● 練習問題:
a - 新型コロナについての医院ブログでは、2019年の春節に旅立った人数はどのくらいだったとされていますか？
b - 新型コロナの感染拡大を振り返る医院ブログの文章を、最後の文の後から引き継いで書き進めてください。

医院ブログ

2020.05.06更新

パンデミックそして、インフォでミックの恐怖
2020年正月。オリンピック・イヤーの幕開けとして、国内全体に何かいつもとは違う少し浮足立つようなワクワク・ソワソワ感が漂っているような、そんないつものは少し違うお正月であったか。
そのような日本国内にあって、海の向こうの中国の内陸で起こり始めた騒ぎが、我々の肌感覚としては自分たちには直接関係のない別世界の話題であり、対岸の火事という程度の認識に過ぎなかった。いくら武漢という耳にすあまり耳にすることの少ないる都市で、急速な感染拡大が起ころうとも、死者数の増加がセンセーショナルに伝え始められようとも。
1月下旬、時は中国の旧正月の春節。毎年、国内のみならず世界中に数百万人が世界中に旅立つ。2019年には、優に600万人を超える数であったそうな。今年はこの新型コロナ騒ぎで、武漢を含む湖北省の人々は自制されたり、途中から規制されたりしたものの、規制前にすでに各国に入国してしまっていた人々が、この未知なるウィルス(COVID-19)のキャリアになり、春節から数えてこの2か月足らずで、瞬く間に世界中に拡散してしまったことは、報道等で皆さんもご承知の通りである。

● 記録一覧:
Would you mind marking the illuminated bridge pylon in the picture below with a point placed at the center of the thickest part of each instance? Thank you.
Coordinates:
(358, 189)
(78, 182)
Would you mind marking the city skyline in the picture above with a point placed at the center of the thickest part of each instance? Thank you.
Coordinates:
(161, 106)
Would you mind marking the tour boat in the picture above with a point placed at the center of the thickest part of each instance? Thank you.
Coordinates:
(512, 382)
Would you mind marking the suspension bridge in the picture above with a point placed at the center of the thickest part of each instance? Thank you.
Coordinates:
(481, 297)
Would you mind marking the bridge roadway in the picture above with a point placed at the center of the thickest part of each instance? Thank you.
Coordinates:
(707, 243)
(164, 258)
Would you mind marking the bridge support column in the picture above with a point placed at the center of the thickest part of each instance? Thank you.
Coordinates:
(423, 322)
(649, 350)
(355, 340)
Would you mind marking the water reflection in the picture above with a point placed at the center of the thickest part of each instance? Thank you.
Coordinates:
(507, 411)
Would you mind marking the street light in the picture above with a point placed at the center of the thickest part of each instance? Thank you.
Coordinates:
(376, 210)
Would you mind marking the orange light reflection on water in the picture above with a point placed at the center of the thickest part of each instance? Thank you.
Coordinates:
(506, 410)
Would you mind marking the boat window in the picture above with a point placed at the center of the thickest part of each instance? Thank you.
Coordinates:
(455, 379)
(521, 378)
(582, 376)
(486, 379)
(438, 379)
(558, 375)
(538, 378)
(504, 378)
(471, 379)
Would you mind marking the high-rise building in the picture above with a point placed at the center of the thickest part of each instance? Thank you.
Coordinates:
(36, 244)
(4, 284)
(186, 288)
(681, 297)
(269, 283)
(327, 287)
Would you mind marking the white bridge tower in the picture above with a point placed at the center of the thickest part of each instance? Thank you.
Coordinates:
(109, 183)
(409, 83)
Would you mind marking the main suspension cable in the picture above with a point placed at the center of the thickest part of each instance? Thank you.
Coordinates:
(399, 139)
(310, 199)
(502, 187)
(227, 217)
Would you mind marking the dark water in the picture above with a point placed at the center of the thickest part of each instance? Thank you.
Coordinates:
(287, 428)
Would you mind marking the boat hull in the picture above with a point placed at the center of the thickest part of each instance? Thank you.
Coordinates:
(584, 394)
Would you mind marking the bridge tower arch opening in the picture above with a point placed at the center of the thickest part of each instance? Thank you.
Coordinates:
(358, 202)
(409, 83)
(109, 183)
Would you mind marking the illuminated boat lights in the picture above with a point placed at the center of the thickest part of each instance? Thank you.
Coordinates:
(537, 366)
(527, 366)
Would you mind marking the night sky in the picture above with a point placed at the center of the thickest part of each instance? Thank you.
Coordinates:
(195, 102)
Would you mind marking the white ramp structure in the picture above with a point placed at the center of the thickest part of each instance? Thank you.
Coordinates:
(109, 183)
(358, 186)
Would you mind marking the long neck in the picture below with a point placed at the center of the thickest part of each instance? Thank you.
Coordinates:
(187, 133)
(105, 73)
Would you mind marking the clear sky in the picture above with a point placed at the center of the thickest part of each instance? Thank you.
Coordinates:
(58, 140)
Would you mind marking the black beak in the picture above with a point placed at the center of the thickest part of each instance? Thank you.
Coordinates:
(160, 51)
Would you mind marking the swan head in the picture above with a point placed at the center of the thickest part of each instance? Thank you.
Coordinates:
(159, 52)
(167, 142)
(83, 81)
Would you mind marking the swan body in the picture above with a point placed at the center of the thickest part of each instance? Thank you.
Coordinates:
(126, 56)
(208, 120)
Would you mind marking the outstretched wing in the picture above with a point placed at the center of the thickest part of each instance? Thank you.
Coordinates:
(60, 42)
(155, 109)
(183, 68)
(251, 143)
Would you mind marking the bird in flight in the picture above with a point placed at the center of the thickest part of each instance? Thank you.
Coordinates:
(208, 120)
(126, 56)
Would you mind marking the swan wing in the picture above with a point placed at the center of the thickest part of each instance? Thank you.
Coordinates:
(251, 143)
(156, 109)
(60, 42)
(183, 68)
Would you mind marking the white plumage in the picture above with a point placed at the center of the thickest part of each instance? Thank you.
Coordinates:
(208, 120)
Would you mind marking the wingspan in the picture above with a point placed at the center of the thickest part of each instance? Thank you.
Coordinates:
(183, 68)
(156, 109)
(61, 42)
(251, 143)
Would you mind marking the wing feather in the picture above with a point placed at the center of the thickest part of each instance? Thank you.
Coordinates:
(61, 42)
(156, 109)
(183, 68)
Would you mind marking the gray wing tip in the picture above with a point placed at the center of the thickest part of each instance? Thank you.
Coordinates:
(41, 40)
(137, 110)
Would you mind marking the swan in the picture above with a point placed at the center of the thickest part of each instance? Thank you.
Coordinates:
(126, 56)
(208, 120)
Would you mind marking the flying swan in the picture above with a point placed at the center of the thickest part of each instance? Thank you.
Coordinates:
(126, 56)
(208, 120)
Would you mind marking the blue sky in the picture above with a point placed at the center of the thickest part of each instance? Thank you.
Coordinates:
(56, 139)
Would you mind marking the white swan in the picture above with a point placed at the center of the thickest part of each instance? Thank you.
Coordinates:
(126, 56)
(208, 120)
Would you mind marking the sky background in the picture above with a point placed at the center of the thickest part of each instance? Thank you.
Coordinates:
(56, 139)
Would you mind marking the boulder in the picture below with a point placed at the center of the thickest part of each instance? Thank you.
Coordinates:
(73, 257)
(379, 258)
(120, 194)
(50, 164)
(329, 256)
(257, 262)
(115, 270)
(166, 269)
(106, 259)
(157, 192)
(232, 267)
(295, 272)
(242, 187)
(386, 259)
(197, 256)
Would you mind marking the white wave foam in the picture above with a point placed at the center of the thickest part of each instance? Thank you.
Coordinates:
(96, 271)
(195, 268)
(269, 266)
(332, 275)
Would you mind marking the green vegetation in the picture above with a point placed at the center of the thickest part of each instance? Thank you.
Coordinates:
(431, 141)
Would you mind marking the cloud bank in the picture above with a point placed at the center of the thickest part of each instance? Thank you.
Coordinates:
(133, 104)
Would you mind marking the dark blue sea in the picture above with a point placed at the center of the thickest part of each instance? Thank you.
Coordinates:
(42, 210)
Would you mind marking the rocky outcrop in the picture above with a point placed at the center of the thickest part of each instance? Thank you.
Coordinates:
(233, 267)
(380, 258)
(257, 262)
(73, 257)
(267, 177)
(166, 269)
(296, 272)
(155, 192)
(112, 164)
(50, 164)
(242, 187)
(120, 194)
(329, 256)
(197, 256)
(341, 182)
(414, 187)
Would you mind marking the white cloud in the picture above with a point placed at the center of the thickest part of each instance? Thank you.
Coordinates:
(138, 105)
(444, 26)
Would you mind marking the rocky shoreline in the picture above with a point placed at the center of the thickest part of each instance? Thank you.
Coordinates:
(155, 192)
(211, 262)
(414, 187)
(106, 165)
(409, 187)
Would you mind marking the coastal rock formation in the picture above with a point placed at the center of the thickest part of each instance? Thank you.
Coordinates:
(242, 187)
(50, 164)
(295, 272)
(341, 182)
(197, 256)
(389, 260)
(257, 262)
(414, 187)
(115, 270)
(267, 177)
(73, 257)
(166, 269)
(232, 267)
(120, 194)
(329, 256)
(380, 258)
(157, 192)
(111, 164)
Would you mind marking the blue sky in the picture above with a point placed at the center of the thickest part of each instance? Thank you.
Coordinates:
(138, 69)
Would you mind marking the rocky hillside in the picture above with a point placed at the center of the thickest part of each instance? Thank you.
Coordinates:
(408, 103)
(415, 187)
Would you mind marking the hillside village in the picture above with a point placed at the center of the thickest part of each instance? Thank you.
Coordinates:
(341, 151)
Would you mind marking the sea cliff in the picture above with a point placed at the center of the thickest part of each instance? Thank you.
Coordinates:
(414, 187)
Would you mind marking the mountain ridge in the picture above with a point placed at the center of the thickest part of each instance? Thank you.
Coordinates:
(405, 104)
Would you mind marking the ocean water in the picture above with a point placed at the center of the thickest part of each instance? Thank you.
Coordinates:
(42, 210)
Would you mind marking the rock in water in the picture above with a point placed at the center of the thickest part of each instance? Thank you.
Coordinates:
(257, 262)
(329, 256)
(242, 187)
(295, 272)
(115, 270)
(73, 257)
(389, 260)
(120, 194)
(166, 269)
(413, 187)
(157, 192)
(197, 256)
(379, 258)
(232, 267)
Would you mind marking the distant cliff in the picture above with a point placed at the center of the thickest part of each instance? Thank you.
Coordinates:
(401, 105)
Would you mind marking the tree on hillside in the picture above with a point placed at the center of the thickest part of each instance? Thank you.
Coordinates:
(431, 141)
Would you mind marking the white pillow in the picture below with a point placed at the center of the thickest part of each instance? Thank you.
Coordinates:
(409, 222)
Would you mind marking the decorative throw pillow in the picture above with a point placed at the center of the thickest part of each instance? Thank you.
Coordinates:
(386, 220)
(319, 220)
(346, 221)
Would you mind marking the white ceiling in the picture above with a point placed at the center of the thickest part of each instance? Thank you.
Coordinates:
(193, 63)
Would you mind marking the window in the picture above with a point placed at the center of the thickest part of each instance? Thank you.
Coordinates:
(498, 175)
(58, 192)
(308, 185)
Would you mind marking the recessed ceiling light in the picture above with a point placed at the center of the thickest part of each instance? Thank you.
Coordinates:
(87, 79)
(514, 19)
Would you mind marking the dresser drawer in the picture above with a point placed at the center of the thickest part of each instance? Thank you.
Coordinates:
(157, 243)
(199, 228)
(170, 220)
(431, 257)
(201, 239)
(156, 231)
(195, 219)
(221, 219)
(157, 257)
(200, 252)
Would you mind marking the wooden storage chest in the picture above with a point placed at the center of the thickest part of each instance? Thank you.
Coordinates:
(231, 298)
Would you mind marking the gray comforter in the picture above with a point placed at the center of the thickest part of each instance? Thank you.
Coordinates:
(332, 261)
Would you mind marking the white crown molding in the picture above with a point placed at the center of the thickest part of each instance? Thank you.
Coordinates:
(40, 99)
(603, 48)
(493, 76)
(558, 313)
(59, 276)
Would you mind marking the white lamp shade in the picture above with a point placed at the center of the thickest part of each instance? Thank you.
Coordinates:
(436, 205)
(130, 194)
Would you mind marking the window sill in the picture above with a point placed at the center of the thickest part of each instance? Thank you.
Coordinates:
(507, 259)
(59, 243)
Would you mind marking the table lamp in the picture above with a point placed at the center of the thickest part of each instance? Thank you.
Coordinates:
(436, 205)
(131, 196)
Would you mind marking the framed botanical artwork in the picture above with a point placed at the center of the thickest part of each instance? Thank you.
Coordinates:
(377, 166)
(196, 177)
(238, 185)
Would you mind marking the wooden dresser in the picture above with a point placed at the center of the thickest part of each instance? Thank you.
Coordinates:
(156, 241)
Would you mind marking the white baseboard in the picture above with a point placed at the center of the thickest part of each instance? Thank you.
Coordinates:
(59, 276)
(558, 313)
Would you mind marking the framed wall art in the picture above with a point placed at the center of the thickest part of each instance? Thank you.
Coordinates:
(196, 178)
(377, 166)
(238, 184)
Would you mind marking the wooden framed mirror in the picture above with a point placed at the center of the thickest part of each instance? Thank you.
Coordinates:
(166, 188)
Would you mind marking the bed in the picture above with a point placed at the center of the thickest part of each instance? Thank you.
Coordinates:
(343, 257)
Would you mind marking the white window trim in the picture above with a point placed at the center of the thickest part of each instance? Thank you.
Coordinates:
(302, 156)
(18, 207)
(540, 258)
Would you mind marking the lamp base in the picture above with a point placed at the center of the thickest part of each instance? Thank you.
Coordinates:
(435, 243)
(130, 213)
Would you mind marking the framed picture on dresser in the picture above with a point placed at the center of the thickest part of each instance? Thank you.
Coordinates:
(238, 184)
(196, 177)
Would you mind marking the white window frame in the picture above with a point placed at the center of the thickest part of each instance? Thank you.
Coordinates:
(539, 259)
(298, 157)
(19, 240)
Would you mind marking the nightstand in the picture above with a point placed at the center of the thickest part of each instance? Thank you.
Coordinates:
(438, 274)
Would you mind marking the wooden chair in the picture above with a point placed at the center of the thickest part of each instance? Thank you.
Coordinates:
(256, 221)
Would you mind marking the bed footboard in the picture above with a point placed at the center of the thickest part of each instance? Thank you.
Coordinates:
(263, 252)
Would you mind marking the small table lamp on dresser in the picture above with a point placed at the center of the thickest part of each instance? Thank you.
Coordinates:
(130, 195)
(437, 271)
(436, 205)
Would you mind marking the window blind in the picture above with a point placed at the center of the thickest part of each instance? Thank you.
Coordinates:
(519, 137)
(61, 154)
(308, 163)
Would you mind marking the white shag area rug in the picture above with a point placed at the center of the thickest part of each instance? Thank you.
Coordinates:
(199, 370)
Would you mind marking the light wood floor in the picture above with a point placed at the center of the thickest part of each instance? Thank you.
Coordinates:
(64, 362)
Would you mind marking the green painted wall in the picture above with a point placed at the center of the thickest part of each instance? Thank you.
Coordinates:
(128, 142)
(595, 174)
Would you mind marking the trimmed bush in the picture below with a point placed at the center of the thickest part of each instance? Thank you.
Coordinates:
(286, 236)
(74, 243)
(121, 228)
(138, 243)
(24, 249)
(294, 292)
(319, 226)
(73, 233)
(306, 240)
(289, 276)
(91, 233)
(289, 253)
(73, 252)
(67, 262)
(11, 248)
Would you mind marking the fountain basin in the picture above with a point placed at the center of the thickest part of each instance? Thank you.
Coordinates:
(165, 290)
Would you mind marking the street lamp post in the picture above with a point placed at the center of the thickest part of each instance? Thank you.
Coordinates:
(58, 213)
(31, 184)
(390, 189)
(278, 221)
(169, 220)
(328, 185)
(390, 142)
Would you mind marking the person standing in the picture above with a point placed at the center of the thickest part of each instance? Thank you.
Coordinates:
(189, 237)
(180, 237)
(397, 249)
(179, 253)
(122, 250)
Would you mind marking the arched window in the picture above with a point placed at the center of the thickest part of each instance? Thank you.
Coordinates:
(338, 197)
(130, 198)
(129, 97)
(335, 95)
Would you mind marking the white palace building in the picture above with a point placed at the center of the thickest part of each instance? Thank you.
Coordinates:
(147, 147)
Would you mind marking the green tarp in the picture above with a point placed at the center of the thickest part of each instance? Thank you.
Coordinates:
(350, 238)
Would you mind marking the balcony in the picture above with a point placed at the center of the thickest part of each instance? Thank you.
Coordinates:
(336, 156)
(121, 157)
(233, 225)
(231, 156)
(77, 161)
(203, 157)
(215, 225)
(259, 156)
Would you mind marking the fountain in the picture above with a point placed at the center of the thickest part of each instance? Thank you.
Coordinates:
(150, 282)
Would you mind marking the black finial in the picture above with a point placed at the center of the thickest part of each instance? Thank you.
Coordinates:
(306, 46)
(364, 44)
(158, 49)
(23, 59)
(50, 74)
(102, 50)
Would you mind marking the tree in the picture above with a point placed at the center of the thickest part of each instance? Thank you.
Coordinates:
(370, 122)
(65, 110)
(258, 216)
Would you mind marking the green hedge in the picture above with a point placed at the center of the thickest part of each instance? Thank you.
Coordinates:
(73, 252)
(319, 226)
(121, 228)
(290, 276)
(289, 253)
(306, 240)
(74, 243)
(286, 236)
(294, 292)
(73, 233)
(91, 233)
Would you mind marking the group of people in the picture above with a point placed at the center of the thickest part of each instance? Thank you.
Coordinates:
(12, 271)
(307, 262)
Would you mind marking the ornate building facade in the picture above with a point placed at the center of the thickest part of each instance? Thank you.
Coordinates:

● 各問の解答:
a - 優に600万人を超える数だったとされています。

b -
以前におこった、SARS、MARS、日本国内でも広がりを見せた新型インフルエンザでは、感染の拡大が比較的地域限定であったり、感染力が然程強くなかったり、新型インフルエンザに関しては治療法が存在していたりと、人々の不安は限定的であったと思われる。しかし、このCOVID-19は徐々に判明しつつあるとはいえ、ウィルスの全貌は未だよくわかっておらず、予防法や治療法も今のところ確立しておらず、まさに人々にとって、悪魔のような存在である。もちろん、感染症の専門家と称するいろいろな方々が、‘軽症者が多く、重症化率や死亡率が然程高くない’だとか、‘そのうち、だれもが罹り(かかり)、克服する風邪の一般的なウィルスの一つになるだろう’など、楽観論を投げかけても、この姿なき悪魔は人々に恐怖と絶望感で包み込んでいくばかりである。
自らの意思のみならず、多くは国や地域社会の呼びかけにより、集会のみならず移動や外出の制限を実施することは、状況により必要であることは間違いない。ただ、その制限が不要不急に限るものを超えてしまうと、それこそ有史以前の狩猟時代、しかも小型動物を対象に個々に狩りを行っていたころの、完全個別自給自足時代(本当のこのような時代が存在したのかは不明)にまで戻ってしまうのではないだろうか。つまり、究極的には人同士のつながりを絶つことを求めるものになりはしないかと。もちろん、そのようなことは不可能であるのだが、えてしてこの21世紀に生きる現代人が世界的に初めて経験するパンデミックに遭遇して、より過激で過剰な排他的でかつ個人主義的な行動に走ると、ウィルスそのもののではなく、その行き過ぎた負の連鎖が過剰に自己防衛に走らせ、その結果、経済の混乱や社会秩序の崩壊を招き、それこそ20年遅れのノストラダムスの地球滅亡説を地で行くことになりかねない、というのはいいすぎだろうか。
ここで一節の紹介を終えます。